EXERCISE 1: Which server model was used for the testing described in the YaCy stress-testing post?
EXERCISE 2: How would you render this sentence from the YaCy stress-testing post in Spanish: "RAMDisk significantly improved response times, reducing disk I/O contention."
EXERCISE 3: Does each statement agree with the YaCy stress-testing post? Answer yes or no for each, quoting the words that decide it. (a) The server had 384 GB of ECC RAM. (b) The Python burst script ran JSON API searches at 100 Hz. (c) The RAID 5 backend remained the main cause of latency spikes.

TEXT BLOCK:
Peer running out of memory when overloaded with searching requests

:test_tube: YaCy Stress Testing & Optimization β€” 12-Month Benchmark Overview

:round_pushpin: Overview:

Over the past 12 months, I have conducted extensive stress testing on YaCy using various configurations and backend setups, including RAID 5, RAM drives, and JVM tuning. The goal was to evaluate response time under burst load conditions, identify potential memory leaks, and assess the impact of JVM updates on system stability.


:wrench: System Setup:

  • Server: HP DL360 Gen8
  • RAM: 384 GB ECC
  • Java: Amazon Corretto 21
  • Storage Backends:
    • RAID 5
    • RAMDisk (tmpfs for /var and /var/tmp)

:hammer_and_wrench: Issue Encountered:

  • During testing, the Java process crashed, leaving behind a diagnostic log.
  • Upon inspection, the crash appeared to be related to a A fatal error has been detected by the Java Runtime Environment:, causing memory parsing issues.
  • The issue was reported to Amazon Corretto 21 on GitHub:

Suggested Resolution: Update to Amazon Corretto 21.0.7.6-1.


:white_check_mark: Resolution & Testing:

After updating to 21.0.7.6-1, I ran several test scripts, including:

  • Python Burst Script: JSON API search at 1 kHz with 10s cooldown
  • QB64 Custom Program: High-frequency search testing at 15 Hz and 100 Hz

Findings:

  • Memory usage decreased slightly with the JVM update, likely due to improved garbage collection and heap management.
  • RAMDisk significantly improved response times, reducing disk I/O contention.
  • RAID 5 backend remained the primary source of latency spikes, particularly under 100 Hz sustained query load.

:package: Java Options:

To further optimize JVM performance, the following Java options were applied:

JAVA_ARGS="-server -Djava.awt.headless=true -Dfile.encoding=UTF-8"
JAVA_ARGS="-XX:+UseZGC -XX:ZUncommitDelay=60 -XX:+UseLargePages $JAVA_ARGS"

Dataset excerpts
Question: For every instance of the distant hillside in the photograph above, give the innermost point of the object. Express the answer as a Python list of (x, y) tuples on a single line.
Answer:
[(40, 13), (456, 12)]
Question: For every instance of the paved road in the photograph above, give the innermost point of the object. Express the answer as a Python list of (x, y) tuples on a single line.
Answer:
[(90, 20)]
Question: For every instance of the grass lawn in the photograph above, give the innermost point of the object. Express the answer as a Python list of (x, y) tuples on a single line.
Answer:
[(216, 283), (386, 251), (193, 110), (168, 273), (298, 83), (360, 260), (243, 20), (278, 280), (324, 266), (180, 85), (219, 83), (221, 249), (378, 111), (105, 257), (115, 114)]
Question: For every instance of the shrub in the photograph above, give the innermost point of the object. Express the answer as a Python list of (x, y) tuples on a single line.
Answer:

TASK SOLUTION 1: HP DL360 Gen8

TASK SOLUTION 2: El RAMDisk mejoró significativamente los tiempos de respuesta, reduciendo la contención de E/S del disco.

TASK SOLUTION 3:
(a) Yes: "RAM: 384 GB ECC"
(b) No: "JSON API search at 1 kHz with 10s cooldown"
(c) Yes: "RAID 5 backend remained the primary source of latency spikes"